# [Sección del documento]
......

Samuel García, candidato de Movimiento Ciudadano a la gubernatura de Nuevo León. (Especial)
Iván Ríos Gascón
Ciudad de México /

En 1845, el bisemanario satírico Don Simplicio, fundado por Guillermo Prieto, quien firmaba con los seudónimos de “Zancadilla”, “Tontini” y “Tolhno”; Ignacio Ramírez con su célebre “El Nigromante”, y Vicente Segura Argüelles con el de “Pablo Cantárida”, publicó el “Pronunciamiento de don Simplicio”, un desternillante manifiesto sobre la probable legislación para la incierta Asnópolis, en la que tan ilustre caballero afirma: “es imposible, me dije, que pueda haber voluntad nacional donde la mayoría no piensa, y los pocos que piensan lo hacen con tan poco acuerdo”. Don Simplicio mantuvo una lucha encarnizada con El Tiempo, periódico de Lucas Alamán, y aunque suspendió sus entregas de abril a julio de 1846 (el presidente interino Mariano Paredes Arrillaga ordenó la suspensión y dictó procesos judiciales), Don Simplicio se mantuvo hasta 1847 para “alborotar conciencias, burlar masones y alarmar bribones”, refirió Guillermo Prieto en sus Memorias, mas aquella es historia lejana y no el asunto de esta entrega, pues lo que concierne al alegato de don Simplicio es la aseveración de que en el país la mayoría no piensa y los pocos que sí razonan lo hacen con tan poco acuerdo: esa es, ni duda cabe, la convicción de las franquicias electorales, de sus candidatos y diseñadores de campañas.

Ya no causa asombro que los candidatos sean personajillos de la farándula (conductores de telerrevistas, cantantes, luchadores, flores más bellas del ejido, mercachifles de YouTube y de TikTok o buhoneros a título personal entrenados para escupir sandeces sin pudor); tampoco importa la miseria simbólica o concreta de la valía de un aspirante a gobernador o alcalde y, mucho menos, que el perfil de un futuro legislador se empobrezca en la promoción de un “representante” populachero. Lo académico, lo profesional, la experiencia y trayectoria e, incluso, los antecedentes penales o connivencias delictivas de un candidato o candidata a nadie le interesan, lo mismo que las muchas o escasas luces que los acreditan para un cargo. Nos es insustancial, o francamente estúpido, lo que prometen en caso de conseguir el hueso, y a nadie le preocupan las plataformas ideológicas ni sus proyectos políticos (de hecho, inexistentes).

......

# [Información mostrada]
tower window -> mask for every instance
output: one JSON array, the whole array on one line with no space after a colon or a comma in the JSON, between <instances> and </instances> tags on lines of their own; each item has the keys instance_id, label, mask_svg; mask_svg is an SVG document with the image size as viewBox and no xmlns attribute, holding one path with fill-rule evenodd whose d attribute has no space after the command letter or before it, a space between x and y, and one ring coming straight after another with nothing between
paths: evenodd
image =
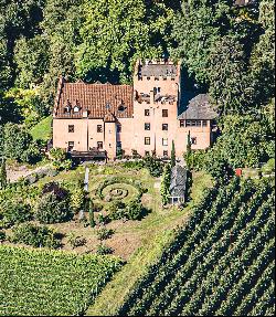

......

# [Objetivo del ejercicio]
Escribe la continuación del artículo sobre los candidatos electorales y sus campañas, a partir de su última oración. El material proviene de otra fuente.

# [Resultado de la tarea]
Sin embargo, hay algo que deberíamos exigir: una reglamentación feroz en el rubro de las campañas. No sé a usted, pero a mí me parece que el peor agravio es el ultraje a la inteligencia y el sentido común. Observar, por ejemplo, el atroz espectáculo de un sujeto danzando con una burra (como el individuo que se hace llamar Tekmol y que pretende gobernar San Luis Potosí a través del engendro bautizado Redes Sociales Progresistas), el performance de un tipo gordinflón emergiendo de un ataúd para conseguir el voto en Ciudad Juárez o la decena de spots en que los candidatos canturrean, se sacuden, se disfrazan, llevan máscaras de simio o recrean escenas de películas célebres para obtener sufragios, debían considerarse delitos electorales por concebir al votante como un palurdo sin decoro, como un descerebrado vacío de dignidad.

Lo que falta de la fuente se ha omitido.